Stated exercise
Quote the material word for word, starting at the line that contains "Where can the purple" and continuing through the end of the material.

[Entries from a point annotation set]
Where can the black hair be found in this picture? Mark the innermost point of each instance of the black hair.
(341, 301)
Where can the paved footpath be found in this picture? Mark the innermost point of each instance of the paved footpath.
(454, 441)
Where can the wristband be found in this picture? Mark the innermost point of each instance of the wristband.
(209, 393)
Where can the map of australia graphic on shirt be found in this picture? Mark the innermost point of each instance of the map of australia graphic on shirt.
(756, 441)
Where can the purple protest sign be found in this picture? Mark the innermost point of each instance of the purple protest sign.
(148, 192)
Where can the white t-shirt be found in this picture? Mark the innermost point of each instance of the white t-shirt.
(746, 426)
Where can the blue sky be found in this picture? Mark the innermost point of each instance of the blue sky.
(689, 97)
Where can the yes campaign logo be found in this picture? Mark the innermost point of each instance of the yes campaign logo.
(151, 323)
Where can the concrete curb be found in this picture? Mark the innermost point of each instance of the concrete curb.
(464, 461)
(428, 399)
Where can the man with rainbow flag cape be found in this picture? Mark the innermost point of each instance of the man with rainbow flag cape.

Reply
Where can the purple protest sign be found in this picture? Mark the innermost point of each instance of the purple protest sign.
(148, 192)
Where can the white t-shirt be found in this picture? Mark the innermost point of each instance of the white t-shirt.
(746, 426)
Where can the blue sky be found in this picture? Mark the innermost point of each instance of the blue sky.
(689, 97)
Where can the yes campaign logo be found in this picture? Mark the innermost point of each instance of the yes campaign logo.
(151, 323)
Where can the concrete curb be found in this picture? Mark the innermost point of each instance of the concrete curb.
(464, 461)
(428, 399)
Where can the man with rainbow flag cape be found in this picture? Mark the innermost point of each instance of the man with rainbow flag cape.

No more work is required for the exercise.